DIRECTIONS → Please restate, exactly as written, the lines running from the beginning of the material through the line that has "[[268, 90], [261, 443], [170, 25], [265, 198]]" in it.

^^^^^^^^^^^^^^^^

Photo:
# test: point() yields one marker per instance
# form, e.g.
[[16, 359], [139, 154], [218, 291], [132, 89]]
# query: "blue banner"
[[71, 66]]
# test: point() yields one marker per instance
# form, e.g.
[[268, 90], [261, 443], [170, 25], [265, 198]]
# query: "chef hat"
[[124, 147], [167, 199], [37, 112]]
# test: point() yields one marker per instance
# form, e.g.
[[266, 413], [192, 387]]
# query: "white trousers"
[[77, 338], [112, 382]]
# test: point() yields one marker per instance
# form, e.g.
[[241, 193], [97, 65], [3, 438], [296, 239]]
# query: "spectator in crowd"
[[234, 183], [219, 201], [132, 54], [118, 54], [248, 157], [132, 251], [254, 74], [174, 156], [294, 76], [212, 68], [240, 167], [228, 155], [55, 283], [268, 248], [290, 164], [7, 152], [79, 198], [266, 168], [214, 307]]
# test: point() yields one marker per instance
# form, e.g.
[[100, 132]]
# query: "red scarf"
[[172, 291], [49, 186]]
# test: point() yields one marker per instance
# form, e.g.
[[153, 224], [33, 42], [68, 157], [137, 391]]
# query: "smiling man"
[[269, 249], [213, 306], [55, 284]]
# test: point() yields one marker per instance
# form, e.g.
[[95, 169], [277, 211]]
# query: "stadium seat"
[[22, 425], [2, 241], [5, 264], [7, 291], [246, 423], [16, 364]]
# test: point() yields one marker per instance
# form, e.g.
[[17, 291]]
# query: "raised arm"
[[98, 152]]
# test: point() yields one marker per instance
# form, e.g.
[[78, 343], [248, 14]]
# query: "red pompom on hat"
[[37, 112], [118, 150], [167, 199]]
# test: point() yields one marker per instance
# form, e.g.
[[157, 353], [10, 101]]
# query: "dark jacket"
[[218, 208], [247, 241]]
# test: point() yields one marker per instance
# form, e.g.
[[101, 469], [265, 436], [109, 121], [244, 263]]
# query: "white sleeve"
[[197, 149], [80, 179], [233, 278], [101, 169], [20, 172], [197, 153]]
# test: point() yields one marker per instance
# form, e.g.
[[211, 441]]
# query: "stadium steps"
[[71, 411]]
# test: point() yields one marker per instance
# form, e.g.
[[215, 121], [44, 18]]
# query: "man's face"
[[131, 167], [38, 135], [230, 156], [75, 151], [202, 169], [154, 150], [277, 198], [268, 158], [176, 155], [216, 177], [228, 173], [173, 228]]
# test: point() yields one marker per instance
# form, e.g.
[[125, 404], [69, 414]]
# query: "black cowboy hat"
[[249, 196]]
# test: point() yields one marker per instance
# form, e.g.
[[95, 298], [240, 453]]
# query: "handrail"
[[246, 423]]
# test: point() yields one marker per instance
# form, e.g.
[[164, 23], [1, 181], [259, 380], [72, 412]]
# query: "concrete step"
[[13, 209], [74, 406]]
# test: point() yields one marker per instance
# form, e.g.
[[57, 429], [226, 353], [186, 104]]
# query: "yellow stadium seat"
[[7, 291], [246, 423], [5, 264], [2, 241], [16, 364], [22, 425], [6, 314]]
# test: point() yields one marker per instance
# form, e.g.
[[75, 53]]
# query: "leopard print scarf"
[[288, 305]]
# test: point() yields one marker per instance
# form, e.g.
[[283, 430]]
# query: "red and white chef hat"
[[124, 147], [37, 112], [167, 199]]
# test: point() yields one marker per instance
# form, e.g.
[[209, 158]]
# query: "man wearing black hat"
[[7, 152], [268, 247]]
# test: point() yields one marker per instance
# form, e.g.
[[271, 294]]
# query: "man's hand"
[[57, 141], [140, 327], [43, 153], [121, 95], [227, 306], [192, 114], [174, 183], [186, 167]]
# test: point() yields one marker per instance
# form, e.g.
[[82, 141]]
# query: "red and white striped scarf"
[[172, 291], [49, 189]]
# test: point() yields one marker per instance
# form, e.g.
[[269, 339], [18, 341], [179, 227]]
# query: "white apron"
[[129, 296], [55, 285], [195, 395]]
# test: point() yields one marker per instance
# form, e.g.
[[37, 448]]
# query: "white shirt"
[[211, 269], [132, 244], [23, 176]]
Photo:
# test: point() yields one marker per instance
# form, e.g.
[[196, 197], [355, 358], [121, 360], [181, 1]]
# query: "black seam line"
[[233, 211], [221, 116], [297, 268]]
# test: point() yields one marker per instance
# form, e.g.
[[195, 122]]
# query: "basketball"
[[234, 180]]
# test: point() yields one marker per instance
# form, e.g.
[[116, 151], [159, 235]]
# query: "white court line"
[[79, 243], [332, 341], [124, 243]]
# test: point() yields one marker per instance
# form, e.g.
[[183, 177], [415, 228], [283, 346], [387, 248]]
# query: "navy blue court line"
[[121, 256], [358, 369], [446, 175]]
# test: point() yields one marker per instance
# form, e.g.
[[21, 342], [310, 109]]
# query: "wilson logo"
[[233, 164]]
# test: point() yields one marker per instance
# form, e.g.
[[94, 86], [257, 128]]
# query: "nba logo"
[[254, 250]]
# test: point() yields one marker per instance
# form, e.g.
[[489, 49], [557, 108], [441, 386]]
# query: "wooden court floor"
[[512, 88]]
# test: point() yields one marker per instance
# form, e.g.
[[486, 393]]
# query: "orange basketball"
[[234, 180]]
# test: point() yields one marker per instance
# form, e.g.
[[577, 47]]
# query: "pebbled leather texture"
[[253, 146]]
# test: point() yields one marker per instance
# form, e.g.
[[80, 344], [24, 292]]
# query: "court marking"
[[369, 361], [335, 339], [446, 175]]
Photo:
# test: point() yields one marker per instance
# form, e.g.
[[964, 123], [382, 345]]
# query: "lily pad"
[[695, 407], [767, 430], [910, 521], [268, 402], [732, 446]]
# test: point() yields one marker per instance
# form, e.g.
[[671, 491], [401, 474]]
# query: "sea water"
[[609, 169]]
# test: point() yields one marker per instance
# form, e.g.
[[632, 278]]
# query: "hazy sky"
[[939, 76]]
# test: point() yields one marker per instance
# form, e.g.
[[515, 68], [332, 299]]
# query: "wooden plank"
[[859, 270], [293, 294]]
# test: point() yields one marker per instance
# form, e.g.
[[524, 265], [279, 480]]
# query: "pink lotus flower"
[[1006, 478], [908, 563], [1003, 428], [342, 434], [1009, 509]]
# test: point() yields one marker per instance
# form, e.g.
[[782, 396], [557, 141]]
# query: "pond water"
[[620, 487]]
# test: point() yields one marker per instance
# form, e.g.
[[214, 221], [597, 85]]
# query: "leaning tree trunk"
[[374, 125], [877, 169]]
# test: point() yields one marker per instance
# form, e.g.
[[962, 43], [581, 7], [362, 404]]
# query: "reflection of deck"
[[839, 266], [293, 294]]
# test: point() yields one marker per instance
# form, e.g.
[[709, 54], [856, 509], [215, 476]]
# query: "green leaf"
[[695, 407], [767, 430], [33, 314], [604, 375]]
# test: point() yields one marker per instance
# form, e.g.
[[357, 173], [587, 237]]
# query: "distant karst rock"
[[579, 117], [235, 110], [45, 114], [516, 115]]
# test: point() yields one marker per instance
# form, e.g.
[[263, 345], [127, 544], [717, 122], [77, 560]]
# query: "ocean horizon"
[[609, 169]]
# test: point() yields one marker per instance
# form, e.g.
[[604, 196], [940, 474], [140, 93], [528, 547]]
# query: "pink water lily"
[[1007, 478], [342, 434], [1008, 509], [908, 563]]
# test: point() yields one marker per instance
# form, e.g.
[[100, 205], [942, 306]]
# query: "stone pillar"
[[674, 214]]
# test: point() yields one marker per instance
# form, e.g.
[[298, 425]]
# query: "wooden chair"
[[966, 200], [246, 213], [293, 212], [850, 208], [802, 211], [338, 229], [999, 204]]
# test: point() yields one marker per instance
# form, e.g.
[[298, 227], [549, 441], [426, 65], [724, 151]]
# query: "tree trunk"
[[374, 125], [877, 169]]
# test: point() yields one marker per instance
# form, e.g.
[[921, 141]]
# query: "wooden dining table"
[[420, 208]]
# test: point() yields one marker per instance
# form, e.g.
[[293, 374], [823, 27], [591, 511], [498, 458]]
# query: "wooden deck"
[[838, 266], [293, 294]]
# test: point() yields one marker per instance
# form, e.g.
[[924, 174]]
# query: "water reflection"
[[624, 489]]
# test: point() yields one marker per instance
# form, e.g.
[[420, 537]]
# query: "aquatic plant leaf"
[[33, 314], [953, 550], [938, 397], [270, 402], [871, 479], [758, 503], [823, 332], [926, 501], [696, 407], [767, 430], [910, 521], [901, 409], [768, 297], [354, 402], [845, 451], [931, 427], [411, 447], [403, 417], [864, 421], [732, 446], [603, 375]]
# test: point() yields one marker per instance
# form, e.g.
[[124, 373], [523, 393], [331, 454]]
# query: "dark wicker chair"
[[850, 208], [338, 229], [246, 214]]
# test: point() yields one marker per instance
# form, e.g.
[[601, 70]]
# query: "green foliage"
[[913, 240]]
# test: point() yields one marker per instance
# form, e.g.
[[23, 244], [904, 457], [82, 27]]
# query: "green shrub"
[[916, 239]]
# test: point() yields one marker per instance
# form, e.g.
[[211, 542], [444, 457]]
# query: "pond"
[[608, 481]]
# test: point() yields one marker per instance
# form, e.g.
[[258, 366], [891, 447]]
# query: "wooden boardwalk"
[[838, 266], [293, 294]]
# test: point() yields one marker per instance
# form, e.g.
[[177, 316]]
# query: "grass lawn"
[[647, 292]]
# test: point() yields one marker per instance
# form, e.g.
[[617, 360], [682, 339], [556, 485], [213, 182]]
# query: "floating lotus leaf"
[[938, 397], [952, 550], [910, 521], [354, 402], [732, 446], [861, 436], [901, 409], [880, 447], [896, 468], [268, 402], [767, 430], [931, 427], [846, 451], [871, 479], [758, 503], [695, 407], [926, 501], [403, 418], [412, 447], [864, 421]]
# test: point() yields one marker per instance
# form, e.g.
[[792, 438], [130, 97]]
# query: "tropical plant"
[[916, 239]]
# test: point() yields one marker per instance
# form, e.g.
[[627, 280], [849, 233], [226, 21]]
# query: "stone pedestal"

^^^^^^^^^^^^^^^^

TASK OUTPUT →
Photo:
# test: point() yields one marker per instance
# form, e.g.
[[16, 359], [139, 154], [218, 291], [132, 89]]
# query: "blue banner"
[[71, 66]]
# test: point() yields one marker per instance
# form, e.g.
[[268, 90], [261, 443], [170, 25], [265, 198]]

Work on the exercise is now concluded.